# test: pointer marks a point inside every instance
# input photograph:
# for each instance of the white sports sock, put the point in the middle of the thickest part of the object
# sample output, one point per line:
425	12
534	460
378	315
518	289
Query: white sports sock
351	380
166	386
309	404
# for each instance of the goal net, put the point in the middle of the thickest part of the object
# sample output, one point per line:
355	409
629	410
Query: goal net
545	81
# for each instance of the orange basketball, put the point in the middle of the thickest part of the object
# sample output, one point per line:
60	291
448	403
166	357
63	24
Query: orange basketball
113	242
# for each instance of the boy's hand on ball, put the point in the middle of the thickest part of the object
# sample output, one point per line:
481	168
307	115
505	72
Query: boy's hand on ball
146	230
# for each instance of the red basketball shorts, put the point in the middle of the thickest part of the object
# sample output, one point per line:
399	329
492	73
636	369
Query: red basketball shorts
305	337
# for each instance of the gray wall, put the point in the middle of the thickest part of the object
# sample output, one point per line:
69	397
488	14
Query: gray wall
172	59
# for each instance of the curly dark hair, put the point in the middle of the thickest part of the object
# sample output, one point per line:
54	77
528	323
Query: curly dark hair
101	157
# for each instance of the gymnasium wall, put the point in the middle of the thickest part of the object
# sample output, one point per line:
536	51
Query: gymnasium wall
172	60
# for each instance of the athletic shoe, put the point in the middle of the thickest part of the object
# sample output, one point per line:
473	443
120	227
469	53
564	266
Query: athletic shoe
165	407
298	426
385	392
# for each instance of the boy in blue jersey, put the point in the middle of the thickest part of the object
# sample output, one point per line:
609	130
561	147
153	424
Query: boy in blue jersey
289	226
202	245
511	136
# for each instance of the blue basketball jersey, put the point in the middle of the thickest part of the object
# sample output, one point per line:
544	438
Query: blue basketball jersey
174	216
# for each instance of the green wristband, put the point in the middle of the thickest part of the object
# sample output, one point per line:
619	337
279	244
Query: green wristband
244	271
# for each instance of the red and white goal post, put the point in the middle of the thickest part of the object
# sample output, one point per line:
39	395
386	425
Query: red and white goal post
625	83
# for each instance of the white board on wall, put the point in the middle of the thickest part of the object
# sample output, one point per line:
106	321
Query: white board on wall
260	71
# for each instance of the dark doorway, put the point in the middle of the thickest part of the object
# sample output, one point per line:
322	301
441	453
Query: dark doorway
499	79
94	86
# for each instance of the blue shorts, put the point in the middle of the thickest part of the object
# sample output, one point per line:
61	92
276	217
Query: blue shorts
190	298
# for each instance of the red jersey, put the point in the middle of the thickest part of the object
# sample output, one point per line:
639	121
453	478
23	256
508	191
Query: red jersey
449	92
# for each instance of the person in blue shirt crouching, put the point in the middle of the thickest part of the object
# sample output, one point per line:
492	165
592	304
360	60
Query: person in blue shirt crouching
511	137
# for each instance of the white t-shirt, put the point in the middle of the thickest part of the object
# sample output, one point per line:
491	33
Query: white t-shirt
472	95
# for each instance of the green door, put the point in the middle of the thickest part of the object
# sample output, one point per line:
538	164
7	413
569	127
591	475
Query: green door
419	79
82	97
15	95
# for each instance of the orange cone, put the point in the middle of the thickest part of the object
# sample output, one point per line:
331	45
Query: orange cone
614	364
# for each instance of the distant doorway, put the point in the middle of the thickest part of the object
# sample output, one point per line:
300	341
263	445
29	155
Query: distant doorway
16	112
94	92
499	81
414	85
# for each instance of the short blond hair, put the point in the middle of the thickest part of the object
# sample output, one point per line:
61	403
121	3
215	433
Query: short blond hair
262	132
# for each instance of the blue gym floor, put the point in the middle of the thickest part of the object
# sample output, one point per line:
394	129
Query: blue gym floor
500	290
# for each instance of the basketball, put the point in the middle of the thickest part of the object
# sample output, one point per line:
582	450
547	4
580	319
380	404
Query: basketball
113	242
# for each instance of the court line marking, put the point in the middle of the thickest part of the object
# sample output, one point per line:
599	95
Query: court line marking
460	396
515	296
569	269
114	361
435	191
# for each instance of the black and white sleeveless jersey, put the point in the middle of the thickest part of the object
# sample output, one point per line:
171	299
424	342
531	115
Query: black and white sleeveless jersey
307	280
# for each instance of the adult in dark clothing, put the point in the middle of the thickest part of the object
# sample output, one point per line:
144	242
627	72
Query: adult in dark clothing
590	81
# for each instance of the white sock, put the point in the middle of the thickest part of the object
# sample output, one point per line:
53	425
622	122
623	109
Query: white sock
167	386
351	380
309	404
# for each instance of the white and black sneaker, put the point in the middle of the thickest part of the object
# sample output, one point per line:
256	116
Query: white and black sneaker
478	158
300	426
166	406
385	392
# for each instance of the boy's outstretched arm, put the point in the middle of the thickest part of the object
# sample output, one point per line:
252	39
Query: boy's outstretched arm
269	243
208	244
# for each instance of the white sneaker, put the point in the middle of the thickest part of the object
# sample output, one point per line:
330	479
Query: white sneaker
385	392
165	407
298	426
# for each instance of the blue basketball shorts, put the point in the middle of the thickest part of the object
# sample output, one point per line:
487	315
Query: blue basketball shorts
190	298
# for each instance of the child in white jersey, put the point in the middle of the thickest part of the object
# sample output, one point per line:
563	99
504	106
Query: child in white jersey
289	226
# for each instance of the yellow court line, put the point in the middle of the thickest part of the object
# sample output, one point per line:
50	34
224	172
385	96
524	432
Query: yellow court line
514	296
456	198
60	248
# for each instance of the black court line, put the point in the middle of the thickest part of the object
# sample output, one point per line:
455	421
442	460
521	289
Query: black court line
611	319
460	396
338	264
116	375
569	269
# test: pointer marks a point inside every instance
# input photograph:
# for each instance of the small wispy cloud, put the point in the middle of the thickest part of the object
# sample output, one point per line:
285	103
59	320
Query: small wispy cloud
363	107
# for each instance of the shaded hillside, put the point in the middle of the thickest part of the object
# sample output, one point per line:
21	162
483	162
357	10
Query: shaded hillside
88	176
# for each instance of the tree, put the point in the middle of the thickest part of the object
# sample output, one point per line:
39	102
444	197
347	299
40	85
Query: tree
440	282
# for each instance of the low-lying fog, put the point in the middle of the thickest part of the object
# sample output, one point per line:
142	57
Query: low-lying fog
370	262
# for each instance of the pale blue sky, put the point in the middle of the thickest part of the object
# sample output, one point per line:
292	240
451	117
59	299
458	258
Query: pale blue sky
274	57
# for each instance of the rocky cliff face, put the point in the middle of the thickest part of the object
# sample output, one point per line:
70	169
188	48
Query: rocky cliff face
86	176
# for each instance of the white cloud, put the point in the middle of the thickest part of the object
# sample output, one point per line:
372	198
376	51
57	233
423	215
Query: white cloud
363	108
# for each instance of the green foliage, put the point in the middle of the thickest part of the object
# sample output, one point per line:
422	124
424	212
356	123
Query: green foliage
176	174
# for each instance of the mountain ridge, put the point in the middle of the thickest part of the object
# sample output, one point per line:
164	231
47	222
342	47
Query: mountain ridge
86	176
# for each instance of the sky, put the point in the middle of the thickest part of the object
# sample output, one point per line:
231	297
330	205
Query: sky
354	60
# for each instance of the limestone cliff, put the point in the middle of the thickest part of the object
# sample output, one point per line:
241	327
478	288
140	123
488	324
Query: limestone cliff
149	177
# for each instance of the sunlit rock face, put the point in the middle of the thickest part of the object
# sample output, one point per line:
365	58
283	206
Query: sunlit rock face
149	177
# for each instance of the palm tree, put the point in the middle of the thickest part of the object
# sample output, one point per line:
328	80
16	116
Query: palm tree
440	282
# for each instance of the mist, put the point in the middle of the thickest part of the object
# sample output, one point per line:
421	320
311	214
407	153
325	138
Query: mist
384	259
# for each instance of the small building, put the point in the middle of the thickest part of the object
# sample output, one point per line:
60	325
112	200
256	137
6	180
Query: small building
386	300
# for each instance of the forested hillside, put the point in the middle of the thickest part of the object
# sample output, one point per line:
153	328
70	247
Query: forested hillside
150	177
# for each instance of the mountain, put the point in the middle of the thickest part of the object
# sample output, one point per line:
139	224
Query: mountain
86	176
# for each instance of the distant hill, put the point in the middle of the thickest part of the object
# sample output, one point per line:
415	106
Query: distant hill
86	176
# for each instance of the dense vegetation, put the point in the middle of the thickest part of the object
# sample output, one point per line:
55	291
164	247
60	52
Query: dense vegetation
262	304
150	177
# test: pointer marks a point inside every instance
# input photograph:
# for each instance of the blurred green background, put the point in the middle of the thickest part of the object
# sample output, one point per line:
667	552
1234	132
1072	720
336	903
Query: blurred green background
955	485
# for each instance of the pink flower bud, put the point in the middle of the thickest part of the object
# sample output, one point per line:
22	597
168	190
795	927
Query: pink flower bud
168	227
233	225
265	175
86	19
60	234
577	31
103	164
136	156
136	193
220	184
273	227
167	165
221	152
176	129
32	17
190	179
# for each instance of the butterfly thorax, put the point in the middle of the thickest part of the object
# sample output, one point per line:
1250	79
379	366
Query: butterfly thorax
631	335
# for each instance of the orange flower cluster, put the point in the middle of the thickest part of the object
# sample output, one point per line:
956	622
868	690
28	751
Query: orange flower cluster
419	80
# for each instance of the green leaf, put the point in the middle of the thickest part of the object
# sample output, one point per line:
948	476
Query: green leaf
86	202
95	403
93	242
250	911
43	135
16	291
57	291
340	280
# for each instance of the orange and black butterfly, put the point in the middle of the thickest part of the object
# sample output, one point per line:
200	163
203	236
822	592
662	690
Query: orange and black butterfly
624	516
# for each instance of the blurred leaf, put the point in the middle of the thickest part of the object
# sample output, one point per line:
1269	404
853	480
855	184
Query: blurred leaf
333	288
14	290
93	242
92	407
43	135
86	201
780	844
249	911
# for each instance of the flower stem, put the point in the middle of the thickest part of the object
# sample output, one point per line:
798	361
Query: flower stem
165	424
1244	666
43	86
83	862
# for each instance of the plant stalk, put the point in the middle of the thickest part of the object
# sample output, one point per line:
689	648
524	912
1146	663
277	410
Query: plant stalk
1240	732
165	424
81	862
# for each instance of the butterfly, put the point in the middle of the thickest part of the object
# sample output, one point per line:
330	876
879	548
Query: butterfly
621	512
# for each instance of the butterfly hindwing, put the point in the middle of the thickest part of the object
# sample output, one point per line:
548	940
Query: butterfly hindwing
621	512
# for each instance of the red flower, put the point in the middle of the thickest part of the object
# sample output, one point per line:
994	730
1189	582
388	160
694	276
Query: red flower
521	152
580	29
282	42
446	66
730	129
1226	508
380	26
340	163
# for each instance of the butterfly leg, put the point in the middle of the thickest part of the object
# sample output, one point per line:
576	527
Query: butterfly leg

---

What to produce:
No line before the one containing "# for each instance of the orange and" belongs in the answer; give again exactly that line and all lines after it through the end of the data.

Written response:
# for each instance of the orange and black butterfly, put the point in the middle of the thickest part of the object
# sample output, one point per line:
200	163
203	236
822	592
662	690
Query: orange and black butterfly
624	516
# for each instance of the blurred leaf, put the point in the middle of the thickest part of the object
# sample output, one point per line:
1269	404
853	480
855	184
Query: blurred leaf
333	288
14	290
93	242
92	407
43	135
86	201
780	844
249	911
# for each instance of the flower stem, put the point in the middle of the thickest part of the object
# sample output, one point per line:
798	361
Query: flower stem
165	424
1244	666
43	86
83	862
# for each instance of the plant stalk, put the point in the middle of the thickest part of the object
# sample output, one point per line:
689	648
524	912
1146	663
277	410
Query: plant stalk
1240	732
165	424
81	862
# for each instance of the butterfly, put the point in the middle of the thickest part of the object
# sample output, one point per line:
330	876
879	548
Query: butterfly
621	512
# for each instance of the butterfly hindwing, put the point in the middle of the thickest part of the object
# sample output, one point per line:
548	940
Query: butterfly hindwing
621	512
# for each instance of the red flower, put the point in the middle of the thickest part of the object
# sample output, one point per line:
994	730
1189	582
388	160
694	276
Query: red flower
521	152
580	29
282	42
446	66
730	129
1226	508
380	26
340	163
# for each instance of the butterfly leg, put the point in the middle of the thickest part of the object
# sample output, one point per line:
576	527
Query: butterfly leg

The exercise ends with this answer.